** start Given data **
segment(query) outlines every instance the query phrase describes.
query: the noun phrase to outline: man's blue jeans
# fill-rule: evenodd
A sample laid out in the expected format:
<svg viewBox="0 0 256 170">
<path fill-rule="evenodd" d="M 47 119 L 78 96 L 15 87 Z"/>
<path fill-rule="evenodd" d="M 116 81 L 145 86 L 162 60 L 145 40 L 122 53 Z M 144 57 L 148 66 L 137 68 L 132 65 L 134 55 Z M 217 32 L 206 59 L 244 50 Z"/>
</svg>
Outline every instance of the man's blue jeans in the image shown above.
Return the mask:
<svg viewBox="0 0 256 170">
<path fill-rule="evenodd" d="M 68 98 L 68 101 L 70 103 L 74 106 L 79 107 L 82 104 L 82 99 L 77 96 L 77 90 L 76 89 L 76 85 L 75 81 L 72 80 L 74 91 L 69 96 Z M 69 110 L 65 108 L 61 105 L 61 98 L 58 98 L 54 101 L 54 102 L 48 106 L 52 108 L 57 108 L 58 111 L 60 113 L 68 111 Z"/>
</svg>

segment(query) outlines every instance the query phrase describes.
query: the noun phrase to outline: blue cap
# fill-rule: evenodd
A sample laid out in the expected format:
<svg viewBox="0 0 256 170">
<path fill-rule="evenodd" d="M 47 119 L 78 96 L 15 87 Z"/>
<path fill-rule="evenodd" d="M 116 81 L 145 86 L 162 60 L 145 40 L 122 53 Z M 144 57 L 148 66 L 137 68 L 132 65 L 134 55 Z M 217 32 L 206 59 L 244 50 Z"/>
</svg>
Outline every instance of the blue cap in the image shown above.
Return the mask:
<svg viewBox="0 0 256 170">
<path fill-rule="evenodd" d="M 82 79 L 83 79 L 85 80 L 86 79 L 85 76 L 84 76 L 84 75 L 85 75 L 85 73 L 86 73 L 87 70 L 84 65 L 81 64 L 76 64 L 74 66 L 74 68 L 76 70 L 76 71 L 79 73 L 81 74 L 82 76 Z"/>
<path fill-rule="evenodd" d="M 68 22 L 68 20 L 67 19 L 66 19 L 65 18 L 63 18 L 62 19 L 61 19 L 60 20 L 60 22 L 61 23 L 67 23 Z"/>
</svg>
** end Given data **
● **Instructions for the task**
Rewrite the rows above, renaming "mask" to "segmentation" wherever it occurs and leaving everything else untouched.

● **Response to this exercise**
segment(query) outlines every instance the query phrase describes.
query: the noun phrase to outline: man's blue jeans
# fill-rule: evenodd
A sample laid out in the expected format:
<svg viewBox="0 0 256 170">
<path fill-rule="evenodd" d="M 47 119 L 78 96 L 15 87 Z"/>
<path fill-rule="evenodd" d="M 116 81 L 145 86 L 162 60 L 145 40 L 122 53 Z M 144 57 L 148 66 L 137 68 L 132 65 L 134 55 Z M 217 32 L 206 59 L 244 50 Z"/>
</svg>
Outline every instance of the man's blue jeans in the image shown above.
Return the segmentation:
<svg viewBox="0 0 256 170">
<path fill-rule="evenodd" d="M 68 98 L 68 101 L 70 103 L 74 106 L 79 107 L 82 104 L 82 99 L 77 96 L 77 90 L 76 89 L 76 85 L 75 81 L 72 80 L 74 91 L 69 96 Z M 69 110 L 65 108 L 61 105 L 61 98 L 58 98 L 54 101 L 54 102 L 48 106 L 52 108 L 57 108 L 58 111 L 60 113 L 68 111 Z"/>
</svg>

segment(query) outlines every instance the query phrase describes.
query: the noun phrase to outline: blue cap
# fill-rule: evenodd
A sample laid out in the expected format:
<svg viewBox="0 0 256 170">
<path fill-rule="evenodd" d="M 47 119 L 78 96 L 15 87 Z"/>
<path fill-rule="evenodd" d="M 116 81 L 145 86 L 162 60 L 145 40 L 122 53 Z M 144 57 L 148 66 L 137 68 L 132 65 L 134 55 Z M 217 32 L 206 59 L 244 50 Z"/>
</svg>
Outline every instance of the blue cap in the image shown above.
Return the segmentation:
<svg viewBox="0 0 256 170">
<path fill-rule="evenodd" d="M 82 79 L 83 79 L 85 80 L 86 79 L 85 76 L 84 76 L 84 75 L 85 75 L 85 73 L 86 73 L 87 70 L 84 65 L 81 64 L 76 64 L 74 66 L 74 68 L 76 70 L 76 71 L 79 73 L 81 74 L 82 76 Z"/>
<path fill-rule="evenodd" d="M 68 22 L 68 20 L 67 19 L 66 19 L 65 18 L 63 18 L 62 19 L 61 19 L 60 20 L 60 22 L 61 23 L 67 23 Z"/>
</svg>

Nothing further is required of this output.